ACTIVITY:
In two sentences, summarize the article on clean energy and the private sector.

DOCUMENT EXTRACT:

◇ ◇ ◇ ◇ ◇ ◇ ◇

A clean energy future is in safer hands in the private sector

keio university newv2 - Data Centre - Reset Data
There are a growing number of opportunities in the business world that incentivise CEOs to champion the renewables sector.

There are a growing number of opportunities in the business world that incentivise CEOs to champion the renewables sector. Industry leaders looking for the right investment into this vitally important, rapidly emerging field needn’t look too far. The technology is already established, and these opportunities align with the renewable energy solutions of the future.

It’s a philosophy and movement in which I’m particularly invested. Our company, ResetData, is dedicated to developing an array of environmentally-sound data centres. Our use of solid oxide fuel cells to power these data centres has multiple benefits, including reduced emissions and the capacity to save billions of litres of water every year. This is the central focus of and motivation behind our business: taking action when it’s clear that key figures in government are not doing anywhere near enough.

I see a leading example of a similar push towards cleaner energy in Andrew ‘Twiggy’ Forrest, the mining billionaire and founder of Fortescue Future Industries (FFI). He has announced that FFI will build the world’s largest green energy hydrogen manufacturing facility in central Queensland. This comes on the heels of statements he made earlier this year affirming it was estimated the green hydrogen market could generate revenues of US$12 trillion by 2050.

This facility represents a $1 billion-plus investment on FFI’s part. Once completed, it will have a green hydrogen manufacturing capacity estimated to be the biggest of its kind in the world, bringing thousands of jobs to Queensland’s energy industry.

Green energy infrastructure and equipment — such as electrolysers, cabling and wind turbines — will be manufactured to create green hydrogen that Australia would then export around the world. The facility also looks to double the world’s green hydrogen production capacity, producing two gigawatts of hydrogen electrolysers each year.

“This is the future,” Forrest said, citing hydrogen’s capabilities.

◇ ◇ ◇ ◇ ◇ ◇ ◇

SOURCE INFORMATION:

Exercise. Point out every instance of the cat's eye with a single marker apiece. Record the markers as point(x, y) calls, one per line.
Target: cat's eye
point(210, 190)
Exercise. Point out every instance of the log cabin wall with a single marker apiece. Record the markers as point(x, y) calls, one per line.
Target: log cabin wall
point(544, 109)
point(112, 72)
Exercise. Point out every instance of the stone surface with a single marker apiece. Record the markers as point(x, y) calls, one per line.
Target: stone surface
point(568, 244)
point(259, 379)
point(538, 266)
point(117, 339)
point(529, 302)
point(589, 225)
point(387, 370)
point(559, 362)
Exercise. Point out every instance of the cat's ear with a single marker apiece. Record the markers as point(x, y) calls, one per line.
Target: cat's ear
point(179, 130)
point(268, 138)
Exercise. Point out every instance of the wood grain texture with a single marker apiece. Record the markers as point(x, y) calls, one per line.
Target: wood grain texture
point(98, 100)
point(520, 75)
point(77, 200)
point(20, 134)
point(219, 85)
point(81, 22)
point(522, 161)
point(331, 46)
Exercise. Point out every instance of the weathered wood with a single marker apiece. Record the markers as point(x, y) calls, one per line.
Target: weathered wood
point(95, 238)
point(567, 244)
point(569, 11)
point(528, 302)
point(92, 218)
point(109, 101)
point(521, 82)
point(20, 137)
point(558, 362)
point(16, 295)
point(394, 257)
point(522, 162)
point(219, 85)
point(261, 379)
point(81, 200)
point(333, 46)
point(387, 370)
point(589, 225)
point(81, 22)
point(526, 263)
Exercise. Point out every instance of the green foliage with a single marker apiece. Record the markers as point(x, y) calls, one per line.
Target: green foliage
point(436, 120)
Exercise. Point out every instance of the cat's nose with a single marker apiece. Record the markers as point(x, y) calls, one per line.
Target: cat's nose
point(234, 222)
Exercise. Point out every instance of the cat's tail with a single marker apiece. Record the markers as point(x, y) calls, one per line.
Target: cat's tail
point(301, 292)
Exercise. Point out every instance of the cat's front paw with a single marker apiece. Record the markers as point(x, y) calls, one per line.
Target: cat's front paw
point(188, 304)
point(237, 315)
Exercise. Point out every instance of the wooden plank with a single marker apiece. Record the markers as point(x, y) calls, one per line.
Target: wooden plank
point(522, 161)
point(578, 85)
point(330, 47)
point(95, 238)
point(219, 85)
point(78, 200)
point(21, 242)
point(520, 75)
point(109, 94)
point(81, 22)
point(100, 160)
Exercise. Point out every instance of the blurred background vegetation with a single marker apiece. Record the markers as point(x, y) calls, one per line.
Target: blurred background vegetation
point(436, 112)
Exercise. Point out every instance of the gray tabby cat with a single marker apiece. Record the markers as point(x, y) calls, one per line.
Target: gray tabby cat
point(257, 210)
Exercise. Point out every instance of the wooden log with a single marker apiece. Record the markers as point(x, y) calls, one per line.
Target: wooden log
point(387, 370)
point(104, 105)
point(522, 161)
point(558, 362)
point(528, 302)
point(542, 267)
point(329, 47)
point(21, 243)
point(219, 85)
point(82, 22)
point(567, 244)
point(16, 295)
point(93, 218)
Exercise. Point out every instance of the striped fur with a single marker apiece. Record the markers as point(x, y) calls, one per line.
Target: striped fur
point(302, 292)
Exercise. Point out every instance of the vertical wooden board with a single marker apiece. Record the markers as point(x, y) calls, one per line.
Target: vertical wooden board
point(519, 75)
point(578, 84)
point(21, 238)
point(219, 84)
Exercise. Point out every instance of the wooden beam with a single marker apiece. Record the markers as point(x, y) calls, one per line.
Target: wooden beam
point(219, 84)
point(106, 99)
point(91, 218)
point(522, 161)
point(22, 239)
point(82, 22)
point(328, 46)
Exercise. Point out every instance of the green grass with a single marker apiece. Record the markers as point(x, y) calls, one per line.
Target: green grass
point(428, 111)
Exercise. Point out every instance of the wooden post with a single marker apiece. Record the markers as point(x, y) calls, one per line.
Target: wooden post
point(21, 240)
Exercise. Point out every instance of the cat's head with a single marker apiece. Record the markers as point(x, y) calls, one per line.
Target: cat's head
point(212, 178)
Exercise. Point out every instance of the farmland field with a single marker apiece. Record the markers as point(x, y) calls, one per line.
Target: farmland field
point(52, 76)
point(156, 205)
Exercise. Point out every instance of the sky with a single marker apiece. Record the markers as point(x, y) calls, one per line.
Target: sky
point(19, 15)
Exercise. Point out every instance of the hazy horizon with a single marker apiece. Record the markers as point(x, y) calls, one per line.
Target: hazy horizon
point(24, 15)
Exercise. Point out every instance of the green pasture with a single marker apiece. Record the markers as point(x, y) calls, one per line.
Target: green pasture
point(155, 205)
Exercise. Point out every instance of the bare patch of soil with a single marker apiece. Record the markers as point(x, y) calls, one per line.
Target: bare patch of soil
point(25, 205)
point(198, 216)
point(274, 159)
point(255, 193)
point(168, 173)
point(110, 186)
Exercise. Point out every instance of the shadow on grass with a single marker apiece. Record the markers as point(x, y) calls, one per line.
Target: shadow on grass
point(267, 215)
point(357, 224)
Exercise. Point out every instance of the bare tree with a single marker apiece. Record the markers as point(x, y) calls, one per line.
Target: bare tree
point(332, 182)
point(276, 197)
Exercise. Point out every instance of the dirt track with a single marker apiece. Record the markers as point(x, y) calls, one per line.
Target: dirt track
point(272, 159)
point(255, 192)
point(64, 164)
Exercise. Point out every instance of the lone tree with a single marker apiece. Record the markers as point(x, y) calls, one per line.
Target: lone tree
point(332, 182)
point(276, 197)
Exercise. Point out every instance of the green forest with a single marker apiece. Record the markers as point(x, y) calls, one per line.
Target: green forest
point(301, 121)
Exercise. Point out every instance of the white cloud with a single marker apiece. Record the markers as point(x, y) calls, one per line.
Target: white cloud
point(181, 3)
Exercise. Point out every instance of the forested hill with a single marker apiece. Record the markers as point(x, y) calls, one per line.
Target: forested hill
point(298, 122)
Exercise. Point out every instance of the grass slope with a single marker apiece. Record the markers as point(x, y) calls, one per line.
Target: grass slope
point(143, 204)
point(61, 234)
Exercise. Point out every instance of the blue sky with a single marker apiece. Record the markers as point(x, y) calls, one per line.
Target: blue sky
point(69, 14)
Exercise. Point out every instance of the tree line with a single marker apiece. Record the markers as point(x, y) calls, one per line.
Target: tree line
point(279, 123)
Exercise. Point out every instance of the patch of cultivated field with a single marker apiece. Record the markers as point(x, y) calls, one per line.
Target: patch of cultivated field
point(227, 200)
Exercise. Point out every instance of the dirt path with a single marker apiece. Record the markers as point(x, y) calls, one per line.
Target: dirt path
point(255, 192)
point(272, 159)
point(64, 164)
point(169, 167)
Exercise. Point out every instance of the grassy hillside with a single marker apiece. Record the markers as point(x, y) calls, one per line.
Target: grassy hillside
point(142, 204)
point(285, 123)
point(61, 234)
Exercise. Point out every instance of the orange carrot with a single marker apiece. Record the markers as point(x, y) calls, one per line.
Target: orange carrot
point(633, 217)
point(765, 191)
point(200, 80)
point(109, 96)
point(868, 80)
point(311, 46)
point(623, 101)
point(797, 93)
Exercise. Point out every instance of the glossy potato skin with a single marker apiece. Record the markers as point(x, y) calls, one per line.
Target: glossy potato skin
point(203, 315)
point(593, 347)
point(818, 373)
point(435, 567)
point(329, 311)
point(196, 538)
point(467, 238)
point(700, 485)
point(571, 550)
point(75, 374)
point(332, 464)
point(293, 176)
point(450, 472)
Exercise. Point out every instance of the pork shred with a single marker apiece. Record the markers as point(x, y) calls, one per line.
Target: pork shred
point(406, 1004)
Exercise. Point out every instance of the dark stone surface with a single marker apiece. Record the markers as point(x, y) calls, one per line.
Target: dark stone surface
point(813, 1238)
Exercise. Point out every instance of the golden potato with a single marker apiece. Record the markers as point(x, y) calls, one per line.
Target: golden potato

◇ ◇ ◇ ◇ ◇ ◇ ◇

EXPECTED ANSWER:
The article says business leaders have growing incentives to back renewables, and the writer's company, ResetData, is building environmentally sound data centers powered by solid oxide fuel cells that reduce emissions and save water, acting because key government figures are not doing enough. It holds up Andrew "Twiggy" Forrest's Fortescue Future Industries as a similar example: the company has announced a $1 billion-plus green hydrogen manufacturing facility in central Queensland that is expected to be the largest of its kind in the world, bring thousands of jobs, and double the world's green hydrogen production capacity.